### Direction a:
Rewrite the news excerpt about the attack in the square, starting with "South African-born Logan, her" and going on through "crowd even more.", with "tent city" replaced by "encampment".

### Excerpted passage:
* * *

After Mr Mubarak's resignation, the controls at the entrances disappeared and people who had never visited the square poured in, many of them aggressive and scornful of the political idealism of the protesters.

South African-born Logan, her crew and a security detail appear to have been surrounded near a tent city that had sprung up in the square. Logan became separated from her crew and security. One source said soldiers went in to rescue them, but Logan fell as they tried to escape. Sources in the US said the attack went on for up to 30 minutes. Her clothes were torn off and the crowd hit her and beat her with poles. Shouts of "Israeli" enraged the crowd even more.

The "shouts of 'Israeli'" were likely encouraged by reports in Egypt's state-run media that western journalists were acting as Israeli spies. According to Colvin's sources, Logan was also beaten with poles from the flags protestors had been flying in the square and aggressively pinched, leaving parts of her body "covered in red marks" that doctors originally thought were bite marks, She was, as CBS originally reported, rescued by a group of Egyptian women and soldiers, who escorted her back to her hotel.

Unsurprisingly, according to her friend, "the psychological trauma is as bad as, if not worse than, the physical injuries," and she is recovering at home with her family—though "friends expect Logan to return to the Middle East."

* * *

### Information given:
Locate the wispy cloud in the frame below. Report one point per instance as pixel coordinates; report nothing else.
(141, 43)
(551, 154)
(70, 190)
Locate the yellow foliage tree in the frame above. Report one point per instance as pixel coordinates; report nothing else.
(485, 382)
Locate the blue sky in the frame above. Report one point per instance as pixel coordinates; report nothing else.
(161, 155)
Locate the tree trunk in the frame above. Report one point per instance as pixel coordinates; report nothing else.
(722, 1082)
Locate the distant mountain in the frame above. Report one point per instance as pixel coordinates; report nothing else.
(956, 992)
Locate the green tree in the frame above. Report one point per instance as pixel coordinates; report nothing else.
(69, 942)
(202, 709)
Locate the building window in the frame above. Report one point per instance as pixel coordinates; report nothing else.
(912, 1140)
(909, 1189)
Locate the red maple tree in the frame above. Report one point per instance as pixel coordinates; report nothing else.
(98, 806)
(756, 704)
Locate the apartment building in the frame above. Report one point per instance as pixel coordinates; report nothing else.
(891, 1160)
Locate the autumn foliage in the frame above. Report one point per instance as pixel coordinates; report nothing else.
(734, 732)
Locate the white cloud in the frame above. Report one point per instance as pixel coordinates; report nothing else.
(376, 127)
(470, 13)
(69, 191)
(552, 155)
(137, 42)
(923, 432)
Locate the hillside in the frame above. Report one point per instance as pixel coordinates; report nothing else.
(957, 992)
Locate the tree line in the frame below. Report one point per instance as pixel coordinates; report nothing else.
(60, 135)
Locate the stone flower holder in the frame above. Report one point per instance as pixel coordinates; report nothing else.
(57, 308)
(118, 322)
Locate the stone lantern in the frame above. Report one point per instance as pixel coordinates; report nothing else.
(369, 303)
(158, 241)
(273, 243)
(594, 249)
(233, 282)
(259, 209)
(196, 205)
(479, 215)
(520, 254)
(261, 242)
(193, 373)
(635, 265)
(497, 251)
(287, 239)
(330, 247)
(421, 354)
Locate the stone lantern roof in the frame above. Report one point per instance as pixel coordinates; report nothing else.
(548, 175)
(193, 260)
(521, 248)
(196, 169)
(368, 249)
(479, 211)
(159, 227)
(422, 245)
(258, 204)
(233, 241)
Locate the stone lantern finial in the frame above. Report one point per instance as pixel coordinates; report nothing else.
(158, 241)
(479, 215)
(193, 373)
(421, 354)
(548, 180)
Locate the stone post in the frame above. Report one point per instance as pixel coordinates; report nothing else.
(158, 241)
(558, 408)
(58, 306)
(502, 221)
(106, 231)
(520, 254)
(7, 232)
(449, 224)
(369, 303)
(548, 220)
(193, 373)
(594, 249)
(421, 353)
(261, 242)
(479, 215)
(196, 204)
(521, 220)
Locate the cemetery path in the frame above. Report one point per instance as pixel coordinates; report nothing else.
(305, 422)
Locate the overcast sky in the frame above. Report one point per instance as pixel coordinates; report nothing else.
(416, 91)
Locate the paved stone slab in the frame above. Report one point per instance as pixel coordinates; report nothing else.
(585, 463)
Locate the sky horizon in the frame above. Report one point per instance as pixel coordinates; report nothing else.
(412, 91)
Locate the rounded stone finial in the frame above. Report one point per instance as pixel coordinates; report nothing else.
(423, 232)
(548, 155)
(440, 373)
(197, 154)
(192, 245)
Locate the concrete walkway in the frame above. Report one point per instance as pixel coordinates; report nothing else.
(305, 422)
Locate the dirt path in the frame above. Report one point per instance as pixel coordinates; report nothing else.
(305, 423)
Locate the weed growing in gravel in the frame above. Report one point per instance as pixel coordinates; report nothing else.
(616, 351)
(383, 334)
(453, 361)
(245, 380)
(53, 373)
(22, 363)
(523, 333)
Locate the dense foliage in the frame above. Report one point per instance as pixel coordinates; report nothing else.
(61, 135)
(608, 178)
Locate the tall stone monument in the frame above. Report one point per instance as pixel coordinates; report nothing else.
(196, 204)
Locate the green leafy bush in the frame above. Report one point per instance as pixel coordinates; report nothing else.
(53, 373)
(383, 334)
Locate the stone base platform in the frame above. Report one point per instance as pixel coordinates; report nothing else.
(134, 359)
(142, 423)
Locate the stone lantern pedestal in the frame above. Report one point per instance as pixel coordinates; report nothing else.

* * *

### Direction b:
Copy out every row above that contains the word "finial", treating uppercase and lowercase as different.

### Result a:
South African-born Logan, her crew and a security detail appear to have been surrounded near a encampment that had sprung up in the square. Logan became separated from her crew and security. One source said soldiers went in to rescue them, but Logan fell as they tried to escape. Sources in the US said the attack went on for up to 30 minutes. Her clothes were torn off and the crowd hit her and beat her with poles. Shouts of "Israeli" enraged the crowd even more.

### Result b:
Locate the stone lantern finial in the frame above. Report one point per instance as pixel coordinates; report nothing else.
Locate the rounded stone finial in the frame above. Report one point per instance as pixel coordinates; report nothing else.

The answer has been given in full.